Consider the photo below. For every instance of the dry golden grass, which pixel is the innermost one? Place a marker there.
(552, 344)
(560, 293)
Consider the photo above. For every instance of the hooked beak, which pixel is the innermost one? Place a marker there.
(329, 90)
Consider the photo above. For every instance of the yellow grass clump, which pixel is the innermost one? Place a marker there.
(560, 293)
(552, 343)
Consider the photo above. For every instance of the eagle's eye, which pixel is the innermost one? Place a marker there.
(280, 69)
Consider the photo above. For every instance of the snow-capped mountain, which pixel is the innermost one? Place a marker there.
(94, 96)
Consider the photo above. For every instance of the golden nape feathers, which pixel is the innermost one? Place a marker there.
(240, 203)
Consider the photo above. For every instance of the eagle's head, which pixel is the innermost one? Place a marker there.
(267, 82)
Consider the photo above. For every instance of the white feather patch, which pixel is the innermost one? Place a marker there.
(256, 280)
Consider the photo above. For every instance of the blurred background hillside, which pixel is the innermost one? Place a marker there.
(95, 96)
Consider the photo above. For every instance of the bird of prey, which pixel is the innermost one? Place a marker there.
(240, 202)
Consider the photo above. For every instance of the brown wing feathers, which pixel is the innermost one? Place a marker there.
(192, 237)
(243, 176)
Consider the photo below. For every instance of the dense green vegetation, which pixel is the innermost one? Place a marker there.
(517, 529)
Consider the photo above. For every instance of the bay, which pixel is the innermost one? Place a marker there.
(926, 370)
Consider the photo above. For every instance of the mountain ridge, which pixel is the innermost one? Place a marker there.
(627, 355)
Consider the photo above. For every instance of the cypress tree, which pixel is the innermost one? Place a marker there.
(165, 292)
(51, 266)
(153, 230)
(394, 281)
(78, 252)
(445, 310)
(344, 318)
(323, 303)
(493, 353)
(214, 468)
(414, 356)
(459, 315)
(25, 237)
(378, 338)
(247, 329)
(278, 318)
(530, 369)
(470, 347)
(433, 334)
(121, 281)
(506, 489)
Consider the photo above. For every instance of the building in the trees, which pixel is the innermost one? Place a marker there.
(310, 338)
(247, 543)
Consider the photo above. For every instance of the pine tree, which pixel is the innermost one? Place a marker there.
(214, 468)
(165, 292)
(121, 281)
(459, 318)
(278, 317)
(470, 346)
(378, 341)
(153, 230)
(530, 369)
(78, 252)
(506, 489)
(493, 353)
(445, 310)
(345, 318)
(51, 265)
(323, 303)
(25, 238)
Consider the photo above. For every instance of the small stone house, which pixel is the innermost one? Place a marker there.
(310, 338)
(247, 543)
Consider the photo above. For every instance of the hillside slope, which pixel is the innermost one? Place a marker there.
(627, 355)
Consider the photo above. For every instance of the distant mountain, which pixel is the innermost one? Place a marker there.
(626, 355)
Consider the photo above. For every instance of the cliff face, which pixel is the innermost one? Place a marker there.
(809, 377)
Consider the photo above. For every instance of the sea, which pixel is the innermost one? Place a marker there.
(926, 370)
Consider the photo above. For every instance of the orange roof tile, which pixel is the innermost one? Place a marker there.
•••
Restate all the material exactly, word for word.

Consider the photo below. For every instance of the dry golden grass, which pixel is the innermost one? Place a marker there.
(552, 344)
(560, 293)
Consider the photo above. For every instance of the hooked beak, which pixel is the innermost one? Place a marker there.
(329, 90)
Consider the photo above. For every instance of the yellow grass clump, which pixel is the innermost one? Place a marker there.
(560, 293)
(552, 343)
Consider the photo above. For every instance of the eagle's eye, which pixel is the innermost one? Place a marker there.
(280, 69)
Consider the photo above. For every instance of the snow-capped mountain, which pixel is the innermost one? Place a marker there.
(94, 96)
Consider the photo above. For every instance of the golden nape feathers, which pixel is the innermost one? Place a marker there.
(240, 203)
Consider the photo above. For every instance of the eagle's head, which pixel is the innermost one? Place a marker there.
(267, 82)
Consider the photo above. For every instance of the white feather patch, which pixel is the innermost one? Place a marker there.
(256, 280)
Consider the photo above. For every instance of the blurred background hillside, which pixel is the innermost one? Place a marker there.
(95, 96)
Consider the photo above. For every instance of the bird of prey, which pixel is the innermost one? Place a marker there.
(240, 202)
Consider the photo above. For every instance of the brown wing feathers, which pixel is the innermost one? Place a marker there.
(192, 237)
(243, 176)
Consider the photo below. For every instance of the dense green vegetation, which pixel is the innermost one? Place a marker there.
(517, 529)
Consider the photo above. For every instance of the bay, which pixel is the innermost one? Place a marker there.
(926, 370)
Consider the photo above. For every instance of the mountain ridge, which pixel is the innermost one? Place a marker there.
(627, 355)
Consider the photo above. For every instance of the cypress tree, which pixel is the innermost one? Place a marker there.
(165, 292)
(51, 266)
(153, 230)
(394, 281)
(78, 252)
(445, 310)
(344, 318)
(323, 303)
(493, 353)
(214, 468)
(414, 356)
(459, 315)
(25, 237)
(378, 338)
(247, 329)
(278, 318)
(530, 369)
(470, 347)
(433, 334)
(121, 281)
(506, 489)
Consider the photo above. For every instance of the building in the trees, which pixel is the innermost one? Place a marker there.
(310, 338)
(247, 543)
Consider the photo above. For every instance of the pine tree, which pixel is the innermost one? Place a marker there.
(214, 468)
(165, 292)
(121, 281)
(459, 318)
(278, 317)
(470, 346)
(378, 341)
(153, 230)
(530, 369)
(78, 252)
(506, 489)
(493, 353)
(445, 310)
(345, 318)
(51, 265)
(323, 303)
(25, 238)
Consider the photo above. For every instance of the small stone house, which pixel is the innermost one? Place a marker there.
(310, 338)
(247, 543)
Consider the photo above. For every instance of the hillside slope, which pixel is the innermost one? Place a marker there.
(627, 355)
Consider the photo above. For every instance of the distant mountain, which pixel is the innermost one? Place a marker there.
(626, 355)
Consider the photo above. For every instance of the cliff face, which pixel is the innermost one? Place a marker there.
(809, 377)
Consider the photo above. For every instance of the sea, which pixel is the innermost one? Place a marker there.
(926, 370)
Consider the photo above. For every instance of the orange roof tile, which pixel is the innermost one? Place a marker there.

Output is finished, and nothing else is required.